START Information

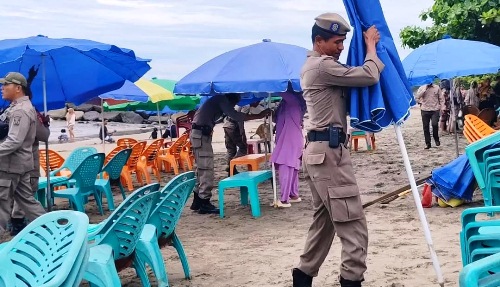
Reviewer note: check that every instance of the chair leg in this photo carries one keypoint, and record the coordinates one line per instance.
(182, 255)
(254, 200)
(148, 251)
(101, 270)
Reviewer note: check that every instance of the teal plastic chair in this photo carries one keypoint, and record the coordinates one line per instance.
(84, 179)
(161, 229)
(51, 251)
(75, 158)
(113, 169)
(481, 273)
(117, 239)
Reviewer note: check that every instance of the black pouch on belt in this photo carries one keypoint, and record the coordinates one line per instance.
(334, 138)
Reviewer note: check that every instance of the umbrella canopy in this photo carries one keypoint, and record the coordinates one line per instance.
(75, 70)
(389, 101)
(140, 91)
(264, 67)
(449, 58)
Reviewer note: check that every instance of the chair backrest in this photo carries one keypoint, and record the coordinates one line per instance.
(77, 156)
(488, 116)
(152, 151)
(86, 173)
(115, 165)
(126, 142)
(112, 153)
(123, 233)
(136, 154)
(47, 251)
(55, 160)
(168, 211)
(469, 109)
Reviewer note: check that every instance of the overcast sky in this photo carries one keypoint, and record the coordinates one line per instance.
(180, 35)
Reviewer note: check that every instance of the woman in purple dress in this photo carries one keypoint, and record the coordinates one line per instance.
(289, 145)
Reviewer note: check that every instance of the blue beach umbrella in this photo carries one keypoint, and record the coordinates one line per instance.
(449, 58)
(387, 102)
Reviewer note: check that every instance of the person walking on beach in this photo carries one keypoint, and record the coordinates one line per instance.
(431, 102)
(70, 123)
(201, 143)
(326, 160)
(16, 151)
(289, 145)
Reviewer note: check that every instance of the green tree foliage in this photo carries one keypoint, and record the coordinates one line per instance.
(470, 19)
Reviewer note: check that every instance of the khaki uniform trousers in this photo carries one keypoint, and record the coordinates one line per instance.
(204, 159)
(17, 212)
(337, 210)
(17, 188)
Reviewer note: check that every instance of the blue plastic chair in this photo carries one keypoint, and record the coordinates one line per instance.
(117, 239)
(84, 179)
(113, 169)
(479, 273)
(161, 229)
(74, 159)
(51, 251)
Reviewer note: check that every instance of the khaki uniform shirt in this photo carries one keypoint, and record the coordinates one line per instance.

END Information

Work instructions
Copy exactly. Start at the line containing "Reviewer note: check that every instance of the woman" and continue through the last line of the records.

Task response
Reviewer note: check that every instance of the woman in purple dress in this photo carries one keypoint, and record the coordinates one line per instance.
(289, 145)
Reviewer note: check that every instance of the blue beach umbrella in this photo carries one keypoint, and record the coordinates one line per instance.
(449, 58)
(387, 102)
Reviewer note: check that every instance of the person walking on beach in this photo carries one keypoint, and record the coordinates one line per instance.
(431, 102)
(70, 123)
(201, 143)
(326, 160)
(16, 151)
(289, 145)
Reviewer note: check that every instance of the green tree foliage in this photo carries one keypoint, and record the coordinates one line per instance.
(470, 19)
Reviewer note: check that every instance of the khaki uniform trousers in this photo carries one keypoint, and record the coordinates one line per instance.
(204, 159)
(17, 212)
(337, 210)
(17, 188)
Reviewer note: check that every instance of the blue plastic chair in this photo carries one keypoint, and record the coordinates one line per instance.
(117, 239)
(84, 179)
(113, 169)
(479, 273)
(161, 229)
(74, 159)
(51, 251)
Reviewer note: check that every instance of the khaki uniform shirt in this photo carries one keypoint, and record the coordinates one line per instance.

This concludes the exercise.